Lines of data
- - - -

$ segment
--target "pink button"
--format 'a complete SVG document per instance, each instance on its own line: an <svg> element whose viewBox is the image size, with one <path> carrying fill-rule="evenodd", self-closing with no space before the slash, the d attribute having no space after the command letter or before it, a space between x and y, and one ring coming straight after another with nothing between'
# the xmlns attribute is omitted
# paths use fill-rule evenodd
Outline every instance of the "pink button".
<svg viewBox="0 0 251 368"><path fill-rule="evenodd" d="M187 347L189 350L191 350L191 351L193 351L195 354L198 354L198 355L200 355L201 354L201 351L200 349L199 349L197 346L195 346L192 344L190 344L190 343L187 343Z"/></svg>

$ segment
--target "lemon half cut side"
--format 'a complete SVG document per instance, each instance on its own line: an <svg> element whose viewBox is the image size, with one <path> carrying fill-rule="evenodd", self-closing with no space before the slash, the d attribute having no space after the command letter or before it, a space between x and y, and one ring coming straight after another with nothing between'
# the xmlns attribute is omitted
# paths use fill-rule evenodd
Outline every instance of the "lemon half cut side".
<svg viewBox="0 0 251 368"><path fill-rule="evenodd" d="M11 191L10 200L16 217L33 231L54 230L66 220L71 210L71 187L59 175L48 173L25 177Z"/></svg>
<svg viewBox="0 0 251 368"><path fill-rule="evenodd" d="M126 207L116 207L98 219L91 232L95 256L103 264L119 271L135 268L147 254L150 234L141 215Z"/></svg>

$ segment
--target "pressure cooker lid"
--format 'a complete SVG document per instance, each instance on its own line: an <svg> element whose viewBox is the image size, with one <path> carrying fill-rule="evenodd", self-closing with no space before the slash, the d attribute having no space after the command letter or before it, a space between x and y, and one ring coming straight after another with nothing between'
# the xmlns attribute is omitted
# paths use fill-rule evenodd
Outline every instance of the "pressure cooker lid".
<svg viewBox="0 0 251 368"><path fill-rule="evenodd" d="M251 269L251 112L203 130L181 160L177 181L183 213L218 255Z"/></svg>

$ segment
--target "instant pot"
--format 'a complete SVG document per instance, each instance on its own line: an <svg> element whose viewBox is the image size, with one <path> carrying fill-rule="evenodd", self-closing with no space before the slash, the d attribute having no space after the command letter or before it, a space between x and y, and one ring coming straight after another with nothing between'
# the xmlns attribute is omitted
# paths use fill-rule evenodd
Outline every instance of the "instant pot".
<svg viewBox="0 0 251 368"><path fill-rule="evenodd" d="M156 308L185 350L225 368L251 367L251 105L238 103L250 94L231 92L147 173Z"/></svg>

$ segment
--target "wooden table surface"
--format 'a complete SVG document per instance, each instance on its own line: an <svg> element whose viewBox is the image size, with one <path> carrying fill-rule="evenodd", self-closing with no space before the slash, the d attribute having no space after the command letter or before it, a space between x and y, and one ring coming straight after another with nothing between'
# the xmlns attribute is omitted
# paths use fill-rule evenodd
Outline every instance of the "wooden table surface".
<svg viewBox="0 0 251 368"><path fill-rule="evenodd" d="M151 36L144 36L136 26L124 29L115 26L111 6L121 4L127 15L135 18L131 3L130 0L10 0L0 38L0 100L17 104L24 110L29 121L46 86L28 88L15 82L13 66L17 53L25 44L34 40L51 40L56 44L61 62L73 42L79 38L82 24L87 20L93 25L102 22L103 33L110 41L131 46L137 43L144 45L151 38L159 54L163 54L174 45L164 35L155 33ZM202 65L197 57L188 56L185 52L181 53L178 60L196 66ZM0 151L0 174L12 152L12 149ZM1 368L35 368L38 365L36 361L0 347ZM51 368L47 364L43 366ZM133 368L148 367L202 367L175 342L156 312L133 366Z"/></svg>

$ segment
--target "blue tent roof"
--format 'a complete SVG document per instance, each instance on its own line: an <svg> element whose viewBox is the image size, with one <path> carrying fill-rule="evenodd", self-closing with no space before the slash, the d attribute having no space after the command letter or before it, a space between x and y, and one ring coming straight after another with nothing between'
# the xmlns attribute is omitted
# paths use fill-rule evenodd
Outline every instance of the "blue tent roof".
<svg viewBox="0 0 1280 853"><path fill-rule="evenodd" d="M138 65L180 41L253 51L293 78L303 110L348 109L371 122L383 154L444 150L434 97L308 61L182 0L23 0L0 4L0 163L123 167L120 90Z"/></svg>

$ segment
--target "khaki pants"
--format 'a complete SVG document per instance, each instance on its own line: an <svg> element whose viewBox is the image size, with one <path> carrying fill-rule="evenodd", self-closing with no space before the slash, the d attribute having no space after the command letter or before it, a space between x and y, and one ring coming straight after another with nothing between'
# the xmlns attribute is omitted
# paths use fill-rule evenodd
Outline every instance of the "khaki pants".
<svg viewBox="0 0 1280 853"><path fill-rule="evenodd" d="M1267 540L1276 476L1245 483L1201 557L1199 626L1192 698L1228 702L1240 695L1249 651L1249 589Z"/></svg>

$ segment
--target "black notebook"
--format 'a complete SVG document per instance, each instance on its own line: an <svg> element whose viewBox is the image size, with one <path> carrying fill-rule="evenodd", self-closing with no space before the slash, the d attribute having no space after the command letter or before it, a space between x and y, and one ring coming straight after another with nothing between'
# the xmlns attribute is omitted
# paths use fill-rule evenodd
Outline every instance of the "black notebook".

- - - -

### WHAT YOU ARE ASKED TO DO
Please restate the records in full, word for word.

### THE COMPLETED TASK
$ segment
--target "pink button"
--format 'a complete SVG document per instance, each instance on its own line: an <svg> element whose viewBox is the image size, with one <path> carrying fill-rule="evenodd", self-closing with no space before the slash, the d attribute having no space after the command letter or before it, a space between x and y, and one ring coming straight after another with nothing between'
# the xmlns attribute is omitted
# paths use fill-rule evenodd
Outline every instance of the "pink button".
<svg viewBox="0 0 251 368"><path fill-rule="evenodd" d="M187 347L189 350L191 350L191 351L193 351L195 354L198 354L198 355L200 355L201 354L201 351L200 349L199 349L197 346L195 346L192 344L190 344L190 343L187 343Z"/></svg>

$ segment
--target "lemon half cut side"
--format 'a complete SVG document per instance, each instance on its own line: an <svg> element whose viewBox is the image size, with one <path> carrying fill-rule="evenodd", self-closing with no space before the slash, the d attribute having no space after the command letter or before it, a space between x and y, and one ring coming straight after another with nothing between'
# the xmlns attribute is omitted
# paths use fill-rule evenodd
Outline every instance of the "lemon half cut side".
<svg viewBox="0 0 251 368"><path fill-rule="evenodd" d="M11 191L10 200L16 217L33 231L54 230L66 220L71 210L71 187L59 175L48 173L25 177Z"/></svg>
<svg viewBox="0 0 251 368"><path fill-rule="evenodd" d="M126 207L116 207L98 219L91 232L95 256L103 264L119 271L135 268L147 254L150 234L141 215Z"/></svg>

$ segment
--target "pressure cooker lid"
--format 'a complete SVG document per instance, each instance on its own line: an <svg> element whose viewBox is the image size, with one <path> carrying fill-rule="evenodd", self-closing with no space before the slash, the d attribute having no space after the command letter or before it, a space between x and y, and one ring coming straight after another with nothing between'
# the xmlns attribute is omitted
# paths use fill-rule evenodd
Outline every instance of the "pressure cooker lid".
<svg viewBox="0 0 251 368"><path fill-rule="evenodd" d="M251 269L251 112L203 130L181 160L177 181L183 213L218 255Z"/></svg>

$ segment
--target "instant pot"
--format 'a complete SVG document per instance, each instance on its own line: an <svg> element whose viewBox is the image size, with one <path> carrying fill-rule="evenodd", self-closing with no space before the slash, the d attribute having no space after the command letter or before it, a space between x and y, and one ring coming straight after another with nothing between'
# the xmlns attribute is omitted
# paths use fill-rule evenodd
Outline every instance of the "instant pot".
<svg viewBox="0 0 251 368"><path fill-rule="evenodd" d="M156 308L185 350L225 368L251 367L251 105L238 103L250 94L231 92L147 173Z"/></svg>

$ segment
--target "wooden table surface"
--format 'a complete SVG document per instance, each instance on its own line: an <svg> element whose viewBox is the image size, with one <path> carrying fill-rule="evenodd", self-closing with no space before the slash, the d attribute having no space after the command letter or before it, a space between x and y, and one ring coming straight after another with nothing between'
# the xmlns attribute is omitted
# paths use fill-rule evenodd
Outline every instance of the "wooden table surface".
<svg viewBox="0 0 251 368"><path fill-rule="evenodd" d="M151 36L144 36L136 26L124 29L115 26L111 6L121 4L127 15L135 18L131 3L130 0L10 0L0 38L0 100L17 104L24 110L29 121L46 86L28 88L15 82L13 66L17 53L25 44L34 40L51 40L56 44L61 62L73 42L79 38L82 24L87 20L93 25L102 22L103 33L110 41L131 46L137 43L144 45L151 38L159 54L163 54L174 45L164 35L155 33ZM202 65L197 57L188 56L185 52L181 53L178 60L196 66ZM0 151L0 174L12 152L12 149ZM1 368L35 368L38 365L36 361L0 347ZM51 368L47 364L43 366ZM133 368L148 367L202 367L175 342L156 312L133 366Z"/></svg>

$ segment
--target "blue tent roof"
--format 'a complete SVG document per instance, each instance on its own line: an <svg> element whose viewBox is the image size, with one <path> carrying fill-rule="evenodd", self-closing with no space before the slash, the d attribute having no space after the command letter or before it, a space between x and y, and one ring coming straight after another with nothing between'
# the xmlns attribute is omitted
# paths use fill-rule evenodd
Outline every instance of the "blue tent roof".
<svg viewBox="0 0 1280 853"><path fill-rule="evenodd" d="M138 65L180 41L253 51L293 78L303 110L348 109L371 122L383 154L444 150L434 97L308 61L182 0L23 0L0 4L0 163L123 167L120 90Z"/></svg>

$ segment
--target "khaki pants"
--format 'a complete SVG document per instance, each instance on its own line: an <svg> element whose viewBox is the image size, with one <path> carrying fill-rule="evenodd", self-closing with no space before the slash, the d attribute having no space after the command letter or before it, a space between x and y, and one ring coming straight after another with nothing between'
# the xmlns attribute is omitted
# paths use fill-rule evenodd
Outline every instance of the "khaki pants".
<svg viewBox="0 0 1280 853"><path fill-rule="evenodd" d="M1267 540L1276 476L1245 483L1201 557L1199 626L1192 698L1228 702L1240 695L1249 651L1249 589Z"/></svg>

$ segment
--target "black notebook"
--format 'a complete SVG document per instance, each instance on its own line: an <svg> element whose viewBox is the image size, with one <path> carrying fill-rule="evenodd", self-closing with no space before the slash, the d attribute having no space after the command letter or before it, a space between x and y, and one ring coming straight after another with nothing between'
# the xmlns attribute is omitted
# paths use fill-rule evenodd
Outline every instance of the "black notebook".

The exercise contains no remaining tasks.